(Photo object pointing records)
------------------------
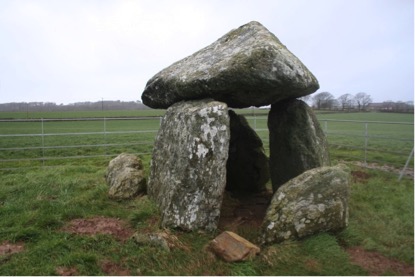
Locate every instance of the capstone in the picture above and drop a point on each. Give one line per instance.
(246, 67)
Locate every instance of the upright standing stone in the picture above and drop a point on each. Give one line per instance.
(247, 167)
(246, 67)
(297, 142)
(188, 169)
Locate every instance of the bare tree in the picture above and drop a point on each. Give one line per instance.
(346, 101)
(323, 100)
(362, 100)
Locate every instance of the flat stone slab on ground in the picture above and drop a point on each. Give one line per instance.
(233, 248)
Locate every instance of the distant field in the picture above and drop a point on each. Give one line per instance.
(366, 140)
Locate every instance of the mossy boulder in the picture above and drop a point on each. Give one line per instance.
(188, 168)
(313, 202)
(246, 67)
(125, 177)
(297, 142)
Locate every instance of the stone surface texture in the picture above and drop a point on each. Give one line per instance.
(246, 67)
(233, 248)
(297, 142)
(125, 177)
(188, 168)
(313, 202)
(247, 167)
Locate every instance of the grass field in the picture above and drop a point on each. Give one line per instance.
(364, 137)
(37, 203)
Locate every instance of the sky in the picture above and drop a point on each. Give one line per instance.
(91, 50)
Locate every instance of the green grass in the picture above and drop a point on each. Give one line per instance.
(36, 204)
(388, 144)
(81, 114)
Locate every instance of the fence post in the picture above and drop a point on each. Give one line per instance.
(43, 143)
(406, 165)
(105, 136)
(366, 140)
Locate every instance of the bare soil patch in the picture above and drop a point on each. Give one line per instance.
(100, 225)
(7, 248)
(113, 269)
(377, 264)
(243, 210)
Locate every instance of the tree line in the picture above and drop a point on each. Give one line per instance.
(358, 102)
(79, 106)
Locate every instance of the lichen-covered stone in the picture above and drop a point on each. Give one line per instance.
(125, 177)
(188, 168)
(313, 202)
(297, 142)
(247, 167)
(246, 67)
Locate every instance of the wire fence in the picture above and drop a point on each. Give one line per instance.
(49, 142)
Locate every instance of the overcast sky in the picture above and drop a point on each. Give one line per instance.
(88, 50)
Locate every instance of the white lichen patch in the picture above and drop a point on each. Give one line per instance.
(202, 151)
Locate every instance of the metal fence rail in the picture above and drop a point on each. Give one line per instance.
(34, 142)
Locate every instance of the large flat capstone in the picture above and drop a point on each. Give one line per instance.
(246, 67)
(188, 169)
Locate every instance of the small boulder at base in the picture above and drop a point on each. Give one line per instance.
(188, 169)
(125, 177)
(297, 142)
(246, 67)
(313, 202)
(233, 248)
(247, 166)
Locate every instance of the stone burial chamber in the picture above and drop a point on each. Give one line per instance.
(204, 148)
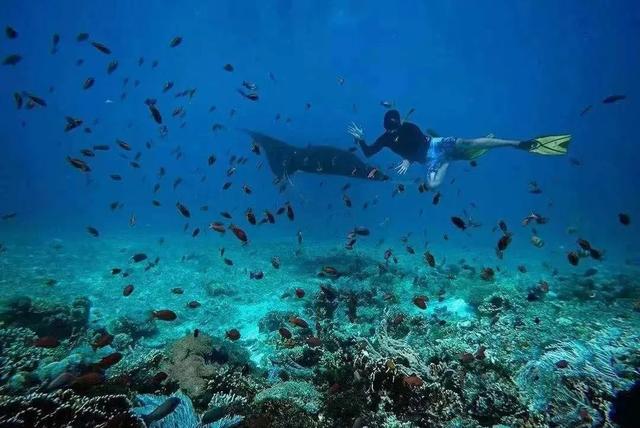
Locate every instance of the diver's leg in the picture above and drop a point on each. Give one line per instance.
(486, 143)
(435, 177)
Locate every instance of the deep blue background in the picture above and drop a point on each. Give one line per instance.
(514, 69)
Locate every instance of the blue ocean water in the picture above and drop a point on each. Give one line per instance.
(516, 70)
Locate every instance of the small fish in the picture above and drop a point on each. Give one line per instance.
(595, 254)
(217, 227)
(36, 100)
(46, 342)
(503, 242)
(330, 271)
(249, 85)
(586, 110)
(10, 32)
(108, 361)
(162, 411)
(93, 231)
(573, 258)
(137, 258)
(164, 315)
(298, 322)
(420, 301)
(613, 98)
(89, 81)
(123, 145)
(183, 210)
(72, 123)
(584, 244)
(18, 100)
(487, 274)
(102, 48)
(624, 219)
(239, 233)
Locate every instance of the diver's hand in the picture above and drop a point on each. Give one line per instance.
(403, 167)
(356, 131)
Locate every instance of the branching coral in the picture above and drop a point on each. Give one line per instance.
(301, 394)
(573, 375)
(17, 352)
(66, 409)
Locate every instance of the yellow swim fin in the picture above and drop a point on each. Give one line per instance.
(548, 145)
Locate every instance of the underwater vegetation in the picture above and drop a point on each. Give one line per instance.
(195, 230)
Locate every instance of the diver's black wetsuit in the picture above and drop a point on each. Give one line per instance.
(403, 138)
(408, 141)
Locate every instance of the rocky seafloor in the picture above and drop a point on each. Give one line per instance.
(525, 347)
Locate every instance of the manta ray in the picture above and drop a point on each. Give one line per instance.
(285, 160)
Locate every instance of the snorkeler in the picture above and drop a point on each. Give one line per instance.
(407, 140)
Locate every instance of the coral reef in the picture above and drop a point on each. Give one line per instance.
(301, 394)
(17, 353)
(66, 409)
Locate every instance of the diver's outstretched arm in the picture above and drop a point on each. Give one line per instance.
(358, 135)
(435, 177)
(486, 143)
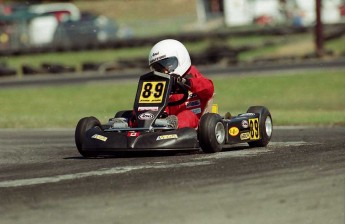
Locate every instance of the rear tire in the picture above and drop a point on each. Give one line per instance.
(265, 126)
(83, 126)
(211, 133)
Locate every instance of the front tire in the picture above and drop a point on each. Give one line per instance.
(265, 126)
(83, 126)
(211, 133)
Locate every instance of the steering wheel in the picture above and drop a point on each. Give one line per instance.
(181, 89)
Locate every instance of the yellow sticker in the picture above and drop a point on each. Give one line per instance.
(152, 92)
(254, 129)
(233, 131)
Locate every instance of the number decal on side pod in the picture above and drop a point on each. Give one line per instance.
(152, 92)
(254, 129)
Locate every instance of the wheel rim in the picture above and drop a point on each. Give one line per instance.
(220, 132)
(268, 125)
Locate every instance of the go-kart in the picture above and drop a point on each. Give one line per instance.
(214, 131)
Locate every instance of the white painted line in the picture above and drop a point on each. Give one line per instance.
(200, 161)
(116, 170)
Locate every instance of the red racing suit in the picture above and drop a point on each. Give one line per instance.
(200, 92)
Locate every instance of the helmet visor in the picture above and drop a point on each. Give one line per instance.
(167, 65)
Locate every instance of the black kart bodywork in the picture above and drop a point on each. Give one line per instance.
(213, 133)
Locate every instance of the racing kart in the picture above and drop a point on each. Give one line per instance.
(214, 131)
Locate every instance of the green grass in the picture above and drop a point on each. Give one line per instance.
(309, 98)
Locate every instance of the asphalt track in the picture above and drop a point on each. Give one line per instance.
(298, 178)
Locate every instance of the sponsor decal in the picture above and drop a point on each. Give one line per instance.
(233, 131)
(146, 116)
(165, 137)
(245, 124)
(246, 114)
(196, 110)
(254, 129)
(133, 134)
(99, 137)
(245, 136)
(194, 103)
(147, 108)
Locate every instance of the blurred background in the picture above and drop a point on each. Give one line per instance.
(40, 37)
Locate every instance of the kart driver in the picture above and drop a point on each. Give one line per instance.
(171, 57)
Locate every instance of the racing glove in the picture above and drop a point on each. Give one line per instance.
(184, 81)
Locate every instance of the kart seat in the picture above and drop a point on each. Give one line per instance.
(208, 108)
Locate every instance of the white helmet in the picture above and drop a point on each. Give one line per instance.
(169, 56)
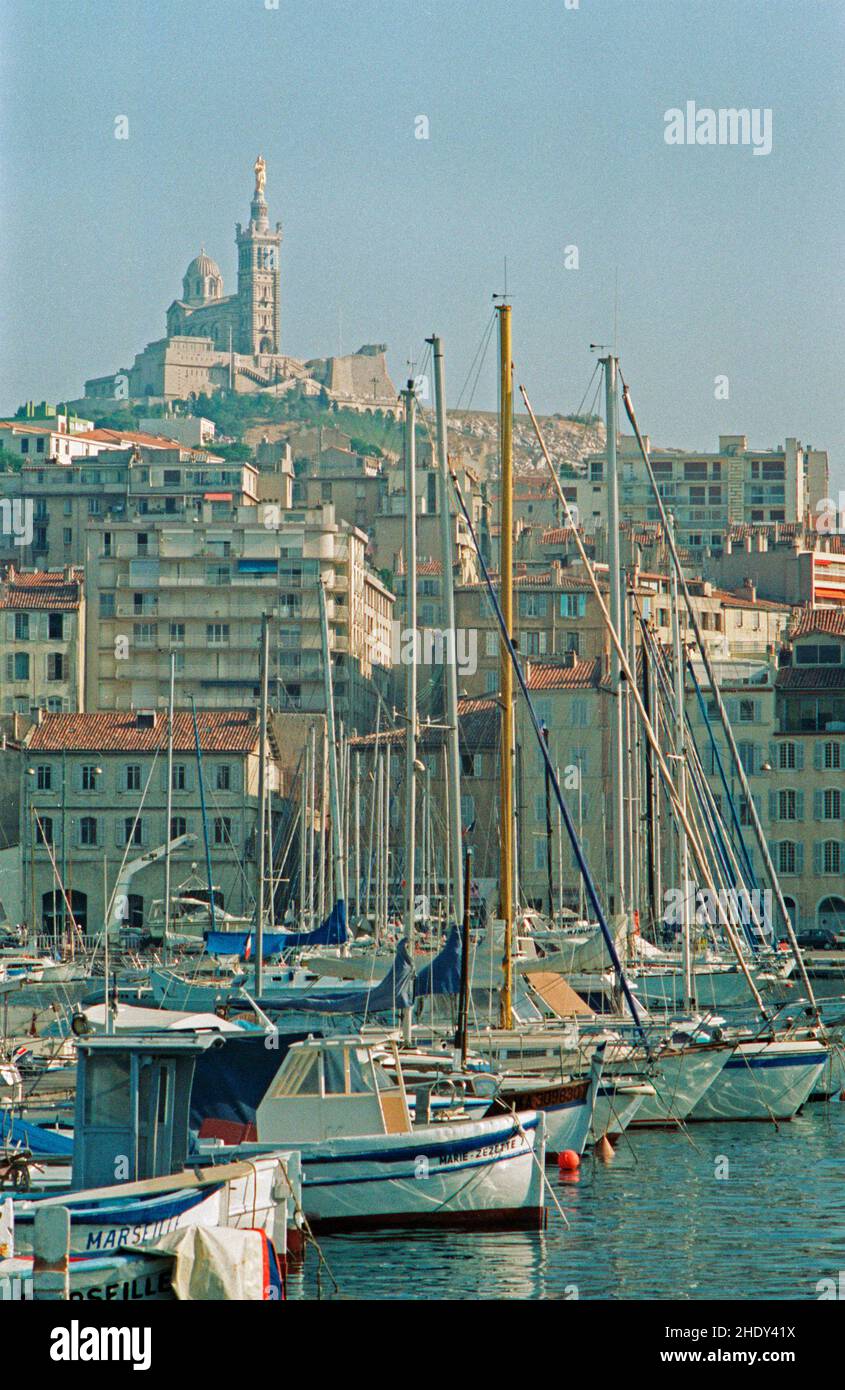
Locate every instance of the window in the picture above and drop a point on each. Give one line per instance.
(578, 713)
(132, 830)
(788, 804)
(747, 756)
(812, 653)
(534, 605)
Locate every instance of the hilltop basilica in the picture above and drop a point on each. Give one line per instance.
(232, 342)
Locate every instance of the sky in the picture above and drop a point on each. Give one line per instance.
(545, 123)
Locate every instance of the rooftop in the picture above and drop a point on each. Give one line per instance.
(221, 731)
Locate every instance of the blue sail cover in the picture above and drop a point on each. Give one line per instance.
(391, 995)
(330, 933)
(442, 973)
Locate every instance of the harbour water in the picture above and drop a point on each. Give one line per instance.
(656, 1222)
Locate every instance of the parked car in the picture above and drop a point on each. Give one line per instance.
(822, 938)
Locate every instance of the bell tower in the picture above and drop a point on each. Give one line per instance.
(259, 250)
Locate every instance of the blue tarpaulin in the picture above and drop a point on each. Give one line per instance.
(442, 973)
(39, 1141)
(330, 933)
(391, 995)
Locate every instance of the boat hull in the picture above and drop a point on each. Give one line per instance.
(763, 1082)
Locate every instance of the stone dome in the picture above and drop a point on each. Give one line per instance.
(202, 280)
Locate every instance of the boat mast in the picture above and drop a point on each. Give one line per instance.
(506, 826)
(453, 730)
(681, 783)
(170, 802)
(410, 687)
(332, 758)
(617, 745)
(261, 805)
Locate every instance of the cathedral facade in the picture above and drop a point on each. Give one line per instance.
(232, 342)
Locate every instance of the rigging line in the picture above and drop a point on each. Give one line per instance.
(595, 370)
(626, 669)
(480, 350)
(564, 811)
(720, 706)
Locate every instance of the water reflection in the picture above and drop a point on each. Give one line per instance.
(724, 1211)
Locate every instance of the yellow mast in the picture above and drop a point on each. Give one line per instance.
(506, 669)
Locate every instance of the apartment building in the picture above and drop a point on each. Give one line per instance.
(95, 799)
(709, 492)
(196, 587)
(146, 477)
(42, 641)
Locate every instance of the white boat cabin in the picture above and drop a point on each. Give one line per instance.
(330, 1089)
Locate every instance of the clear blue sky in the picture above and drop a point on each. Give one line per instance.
(546, 129)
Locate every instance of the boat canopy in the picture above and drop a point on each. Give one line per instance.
(330, 933)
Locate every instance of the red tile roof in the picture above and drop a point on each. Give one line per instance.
(125, 437)
(544, 676)
(810, 677)
(40, 590)
(221, 731)
(831, 622)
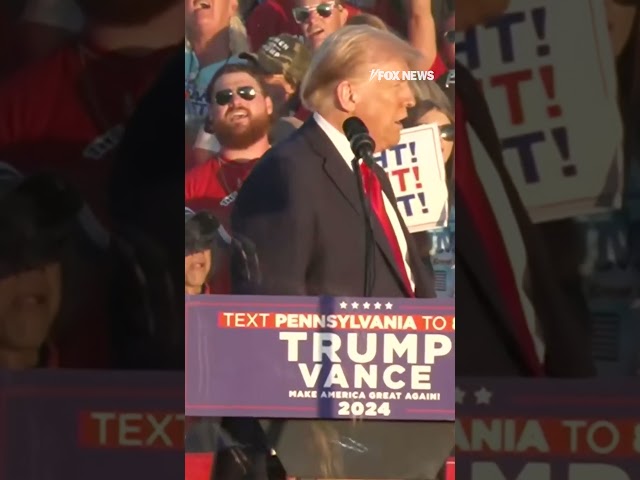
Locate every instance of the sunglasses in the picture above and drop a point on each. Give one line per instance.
(450, 36)
(223, 97)
(302, 14)
(447, 132)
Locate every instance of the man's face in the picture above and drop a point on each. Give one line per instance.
(280, 91)
(203, 16)
(240, 122)
(620, 22)
(317, 28)
(476, 12)
(124, 12)
(29, 303)
(382, 105)
(196, 269)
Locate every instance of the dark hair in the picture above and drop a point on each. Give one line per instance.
(249, 68)
(38, 226)
(200, 232)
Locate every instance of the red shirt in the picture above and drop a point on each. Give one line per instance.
(214, 186)
(47, 121)
(274, 17)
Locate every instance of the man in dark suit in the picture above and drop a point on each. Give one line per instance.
(301, 207)
(514, 317)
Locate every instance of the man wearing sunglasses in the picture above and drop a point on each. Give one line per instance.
(240, 117)
(319, 20)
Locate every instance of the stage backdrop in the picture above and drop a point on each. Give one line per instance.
(538, 80)
(66, 425)
(547, 429)
(320, 358)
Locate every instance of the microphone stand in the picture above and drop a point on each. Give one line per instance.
(369, 265)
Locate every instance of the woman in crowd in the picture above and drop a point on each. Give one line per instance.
(42, 322)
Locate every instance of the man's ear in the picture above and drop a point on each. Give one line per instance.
(346, 98)
(233, 7)
(344, 15)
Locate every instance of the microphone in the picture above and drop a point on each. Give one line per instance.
(362, 145)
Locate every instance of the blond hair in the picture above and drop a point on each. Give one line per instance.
(350, 54)
(367, 19)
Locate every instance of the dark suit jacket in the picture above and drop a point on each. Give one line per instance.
(485, 341)
(300, 208)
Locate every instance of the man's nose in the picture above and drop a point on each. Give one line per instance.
(408, 97)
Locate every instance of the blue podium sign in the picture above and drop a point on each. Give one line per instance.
(320, 358)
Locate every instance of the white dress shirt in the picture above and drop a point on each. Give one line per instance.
(341, 143)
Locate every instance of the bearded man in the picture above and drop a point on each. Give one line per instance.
(240, 117)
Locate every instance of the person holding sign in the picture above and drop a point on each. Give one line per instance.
(301, 206)
(516, 319)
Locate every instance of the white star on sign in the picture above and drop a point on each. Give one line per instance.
(483, 396)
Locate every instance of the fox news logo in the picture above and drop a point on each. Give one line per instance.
(406, 75)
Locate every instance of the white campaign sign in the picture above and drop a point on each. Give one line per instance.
(416, 171)
(553, 103)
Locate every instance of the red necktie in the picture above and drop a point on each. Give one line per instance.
(468, 184)
(373, 190)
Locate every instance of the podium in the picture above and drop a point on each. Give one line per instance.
(340, 387)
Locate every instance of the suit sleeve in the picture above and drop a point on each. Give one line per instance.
(273, 216)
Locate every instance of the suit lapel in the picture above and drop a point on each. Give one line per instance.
(345, 181)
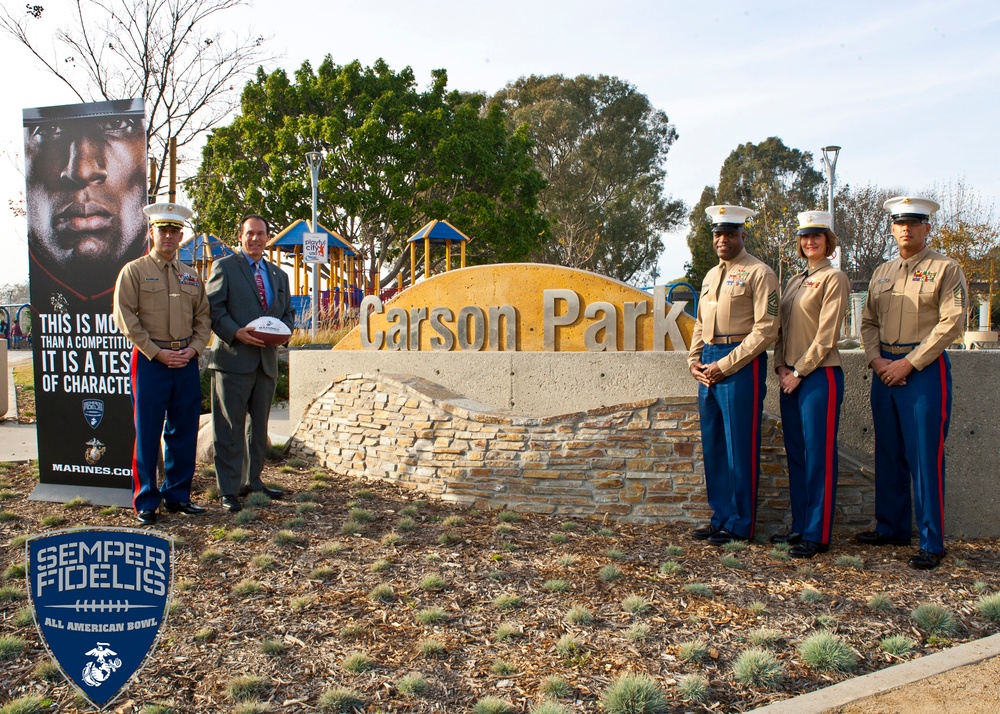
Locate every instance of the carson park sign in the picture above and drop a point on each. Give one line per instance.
(522, 307)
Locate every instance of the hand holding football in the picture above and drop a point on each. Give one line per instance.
(269, 330)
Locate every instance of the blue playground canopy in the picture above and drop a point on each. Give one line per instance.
(292, 235)
(439, 232)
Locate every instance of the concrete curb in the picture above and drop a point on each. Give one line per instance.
(884, 680)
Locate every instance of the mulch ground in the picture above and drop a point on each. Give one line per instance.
(316, 580)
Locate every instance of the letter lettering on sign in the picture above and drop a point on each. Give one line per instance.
(608, 324)
(444, 341)
(665, 323)
(370, 304)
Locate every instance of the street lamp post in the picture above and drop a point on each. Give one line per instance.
(314, 160)
(831, 180)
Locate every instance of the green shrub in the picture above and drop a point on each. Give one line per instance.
(693, 651)
(340, 700)
(412, 684)
(431, 647)
(492, 705)
(579, 615)
(880, 603)
(897, 645)
(934, 619)
(636, 605)
(430, 615)
(692, 688)
(634, 694)
(11, 647)
(989, 607)
(757, 668)
(357, 662)
(827, 652)
(502, 668)
(507, 601)
(555, 586)
(246, 687)
(555, 687)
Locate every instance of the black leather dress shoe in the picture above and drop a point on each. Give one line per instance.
(790, 538)
(923, 560)
(704, 532)
(183, 507)
(275, 494)
(876, 538)
(807, 549)
(722, 536)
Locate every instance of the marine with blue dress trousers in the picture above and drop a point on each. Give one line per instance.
(812, 385)
(737, 321)
(916, 307)
(161, 306)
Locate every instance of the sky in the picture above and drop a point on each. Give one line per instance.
(909, 90)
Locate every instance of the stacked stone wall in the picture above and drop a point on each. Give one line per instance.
(638, 461)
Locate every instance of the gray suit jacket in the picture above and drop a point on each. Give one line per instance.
(235, 301)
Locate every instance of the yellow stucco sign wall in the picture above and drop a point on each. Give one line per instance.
(525, 307)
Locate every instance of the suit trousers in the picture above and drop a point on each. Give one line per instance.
(730, 440)
(241, 404)
(810, 417)
(166, 403)
(911, 423)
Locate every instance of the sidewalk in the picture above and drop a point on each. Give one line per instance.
(18, 442)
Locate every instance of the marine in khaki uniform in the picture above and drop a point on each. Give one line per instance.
(916, 307)
(737, 321)
(807, 362)
(161, 306)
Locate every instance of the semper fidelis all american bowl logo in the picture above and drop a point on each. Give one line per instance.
(99, 596)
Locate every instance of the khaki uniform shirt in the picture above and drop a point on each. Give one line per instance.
(918, 301)
(163, 301)
(738, 297)
(811, 314)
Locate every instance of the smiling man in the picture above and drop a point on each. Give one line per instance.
(161, 306)
(915, 308)
(737, 321)
(85, 169)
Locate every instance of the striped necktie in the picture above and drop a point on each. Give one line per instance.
(260, 284)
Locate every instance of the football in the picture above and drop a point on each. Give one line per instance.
(270, 330)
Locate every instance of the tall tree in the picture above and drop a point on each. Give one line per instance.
(395, 157)
(601, 146)
(863, 229)
(169, 52)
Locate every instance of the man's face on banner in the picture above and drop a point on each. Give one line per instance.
(86, 188)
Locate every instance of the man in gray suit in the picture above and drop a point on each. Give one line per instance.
(241, 288)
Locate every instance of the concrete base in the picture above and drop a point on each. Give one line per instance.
(61, 493)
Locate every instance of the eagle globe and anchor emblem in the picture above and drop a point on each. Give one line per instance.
(99, 597)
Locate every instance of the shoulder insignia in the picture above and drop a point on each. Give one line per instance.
(772, 303)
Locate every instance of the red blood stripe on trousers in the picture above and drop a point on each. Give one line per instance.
(944, 418)
(135, 444)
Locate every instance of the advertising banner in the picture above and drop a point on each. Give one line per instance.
(85, 174)
(99, 597)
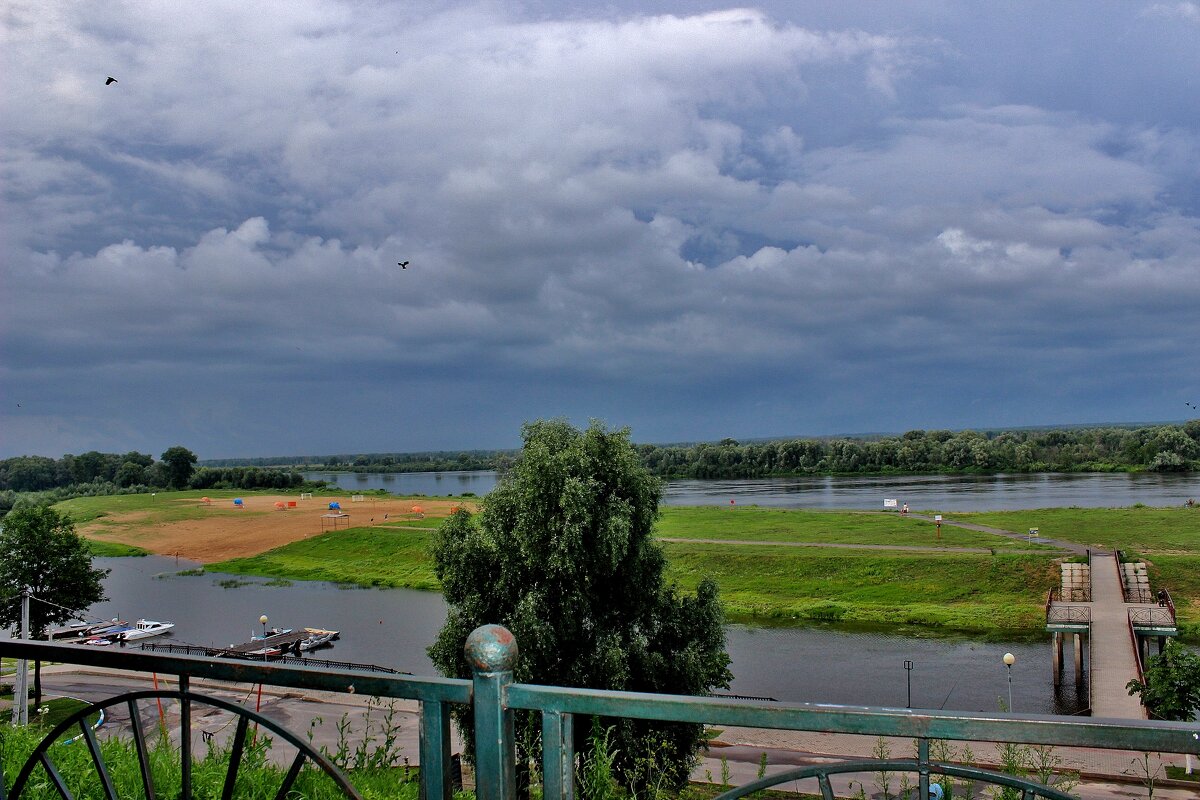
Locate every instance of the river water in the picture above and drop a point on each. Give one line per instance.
(928, 492)
(393, 627)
------------------------
**CHALLENGE:** Pictures are not part of the copy; reproduce exactly and only the lines from the line containing "Locate every instance of the shoulder" through the end of the listing.

**CORRECT RESULT:**
Locate every instance of the shoulder insignia in the picture above and drop a point on each. Give one line per instance.
(772, 303)
Locate every instance of the red blood stripe on trousers in the picture above and drop a point on each. Give one line per instance.
(944, 418)
(135, 444)
Locate every instance of the advertising banner in the picture above and drop a point on each. Give one line per instance.
(85, 174)
(99, 597)
Locate every instance of the river water in the picture above and drop a point on each. Give one line per instance.
(928, 492)
(393, 627)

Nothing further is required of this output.